* **Problem requirements**
Print the listing below in its entirety, character for character.

* **Data shown**

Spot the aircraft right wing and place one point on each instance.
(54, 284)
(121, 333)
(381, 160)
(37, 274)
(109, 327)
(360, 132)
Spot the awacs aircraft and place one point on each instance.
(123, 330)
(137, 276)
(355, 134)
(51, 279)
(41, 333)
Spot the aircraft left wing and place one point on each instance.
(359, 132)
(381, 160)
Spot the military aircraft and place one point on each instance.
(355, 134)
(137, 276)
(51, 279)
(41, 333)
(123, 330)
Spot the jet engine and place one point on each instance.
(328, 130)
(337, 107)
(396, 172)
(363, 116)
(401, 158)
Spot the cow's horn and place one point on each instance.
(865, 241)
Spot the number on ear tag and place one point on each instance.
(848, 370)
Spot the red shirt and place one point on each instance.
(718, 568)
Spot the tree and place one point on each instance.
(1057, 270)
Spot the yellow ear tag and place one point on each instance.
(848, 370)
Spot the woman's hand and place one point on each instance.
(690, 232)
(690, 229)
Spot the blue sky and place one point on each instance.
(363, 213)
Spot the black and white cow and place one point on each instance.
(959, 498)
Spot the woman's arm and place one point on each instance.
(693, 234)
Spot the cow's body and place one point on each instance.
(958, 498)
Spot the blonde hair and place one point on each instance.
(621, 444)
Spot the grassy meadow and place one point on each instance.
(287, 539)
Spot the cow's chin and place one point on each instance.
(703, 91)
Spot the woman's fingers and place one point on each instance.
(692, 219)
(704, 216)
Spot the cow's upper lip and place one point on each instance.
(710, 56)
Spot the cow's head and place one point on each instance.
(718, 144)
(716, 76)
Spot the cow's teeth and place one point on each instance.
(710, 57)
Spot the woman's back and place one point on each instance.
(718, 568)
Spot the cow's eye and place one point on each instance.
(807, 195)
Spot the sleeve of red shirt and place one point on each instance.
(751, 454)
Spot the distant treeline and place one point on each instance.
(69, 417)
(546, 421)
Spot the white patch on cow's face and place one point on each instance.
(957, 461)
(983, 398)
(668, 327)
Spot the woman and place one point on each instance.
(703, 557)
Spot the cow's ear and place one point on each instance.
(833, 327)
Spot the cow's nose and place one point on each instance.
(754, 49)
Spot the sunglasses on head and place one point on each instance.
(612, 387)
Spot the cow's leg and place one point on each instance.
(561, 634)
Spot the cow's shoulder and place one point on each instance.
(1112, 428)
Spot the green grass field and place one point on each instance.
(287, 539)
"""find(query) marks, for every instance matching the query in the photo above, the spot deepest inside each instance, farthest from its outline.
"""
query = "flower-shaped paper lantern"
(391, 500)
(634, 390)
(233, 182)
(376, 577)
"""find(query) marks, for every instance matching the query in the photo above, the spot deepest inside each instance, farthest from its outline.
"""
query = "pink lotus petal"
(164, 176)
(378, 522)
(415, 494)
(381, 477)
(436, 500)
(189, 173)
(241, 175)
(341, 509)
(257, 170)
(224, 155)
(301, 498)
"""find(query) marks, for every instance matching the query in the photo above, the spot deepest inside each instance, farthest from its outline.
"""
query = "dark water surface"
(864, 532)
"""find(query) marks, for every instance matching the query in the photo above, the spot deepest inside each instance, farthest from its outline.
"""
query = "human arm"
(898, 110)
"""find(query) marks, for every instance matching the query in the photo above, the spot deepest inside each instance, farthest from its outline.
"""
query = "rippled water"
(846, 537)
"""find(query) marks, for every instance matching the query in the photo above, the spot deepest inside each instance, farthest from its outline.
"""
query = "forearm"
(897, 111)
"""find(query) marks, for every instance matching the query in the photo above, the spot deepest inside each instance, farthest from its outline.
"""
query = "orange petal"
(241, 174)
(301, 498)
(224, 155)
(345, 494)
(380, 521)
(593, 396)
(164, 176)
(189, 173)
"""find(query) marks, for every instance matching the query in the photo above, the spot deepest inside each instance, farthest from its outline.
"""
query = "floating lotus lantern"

* **Task result**
Spot the aircraft right wing and place one point on each instance.
(54, 284)
(121, 333)
(381, 160)
(37, 274)
(109, 327)
(360, 132)
Spot the awacs aircraft and place one point on each instance.
(123, 330)
(137, 276)
(355, 134)
(51, 279)
(41, 333)
Spot the aircraft left wing and place one point on each instance.
(359, 132)
(381, 160)
Spot the military aircraft and place one point on each instance.
(355, 134)
(137, 276)
(51, 279)
(41, 333)
(123, 330)
Spot the jet engine and place one point on each instance.
(328, 130)
(337, 107)
(396, 172)
(363, 116)
(401, 158)
Spot the cow's horn and place one point on each instance.
(865, 241)
Spot the number on ear tag and place one point on each instance.
(848, 370)
Spot the red shirt and place one point on each instance.
(718, 568)
Spot the tree and place one point on each instance.
(1057, 270)
Spot the yellow ear tag and place one point on each instance.
(848, 370)
Spot the woman's hand and place one point on each instance.
(690, 232)
(690, 229)
Spot the blue sky and place one point on each instance.
(363, 213)
Spot the black and white cow and place one point on each instance.
(959, 498)
Spot the woman's arm and place one point on each instance.
(693, 234)
Spot the cow's body and place one point on each instance.
(958, 498)
Spot the blonde hair and place one point on each instance.
(621, 444)
Spot the grassy meadow and place one point on each instance.
(287, 539)
Spot the cow's chin and place one point on each instance.
(703, 91)
Spot the woman's fingers and place one point on each instance.
(692, 219)
(704, 216)
Spot the cow's upper lip and place one point on each instance.
(710, 56)
Spot the cow's head and place one point on each instance.
(718, 144)
(716, 76)
Spot the cow's teeth and place one point on each instance.
(710, 57)
Spot the woman's back and place one point on each instance.
(718, 568)
Spot the cow's eye and place one point on each instance.
(807, 195)
Spot the sleeve of red shirt and place one point on each instance.
(751, 454)
Spot the distant treeline and place one point on each instance.
(69, 417)
(546, 421)
Spot the white patch on cow's face and place one point on each instance.
(957, 461)
(983, 398)
(668, 327)
Spot the woman and place one point on each instance.
(703, 557)
Spot the cow's ear and place one point on each instance.
(833, 327)
Spot the cow's nose and place one point on each instance.
(754, 49)
Spot the sunglasses on head and place one point on each instance.
(612, 387)
Spot the cow's leg and place one point on each instance.
(561, 634)
Spot the cow's shoulder and place one point on each instance.
(1112, 428)
Spot the green grass field and place one point on each instance.
(287, 539)
"""find(query) marks, for every instance matching the query in the photo above, the spot deepest inside each instance, farthest from its outline.
"""
query = "flower-shaped paper lantern"
(391, 500)
(634, 390)
(233, 182)
(376, 577)
"""find(query) marks, for every instance matching the query in the photo above, the spot deepest inside each instance, farthest from its outline.
"""
query = "pink lotus petal"
(164, 176)
(378, 522)
(415, 494)
(381, 477)
(436, 500)
(189, 173)
(241, 175)
(341, 509)
(257, 170)
(224, 155)
(301, 498)
"""find(query) marks, for every instance matching the query in the photo above, the spot deepest inside each instance, farthest from its outline.
"""
query = "dark water surface"
(864, 532)
"""find(query) marks, for every instance matching the query in the photo above, the spot deepest inside each instance, farthest from its outline.
"""
query = "human arm"
(898, 110)
"""find(query) marks, for every instance matching the query in the photo above, the spot deepest inside each instance, farthest from its outline.
"""
query = "rippled water"
(846, 537)
"""find(query) marks, for every instance matching the query in the photo above, the spot deepest inside each instance, farthest from its outline.
"""
query = "forearm"
(897, 111)
"""find(query) marks, for every instance matching the query in the photo above, the spot deepest inside each instance, farthest from its outline.
"""
query = "orange petal"
(241, 174)
(301, 498)
(224, 155)
(345, 494)
(380, 521)
(593, 396)
(164, 176)
(189, 173)
"""find(query) marks, for every instance matching the query in the photo above, the spot deepest inside each instance, farthest from its outline.
"""
query = "floating lotus lantern"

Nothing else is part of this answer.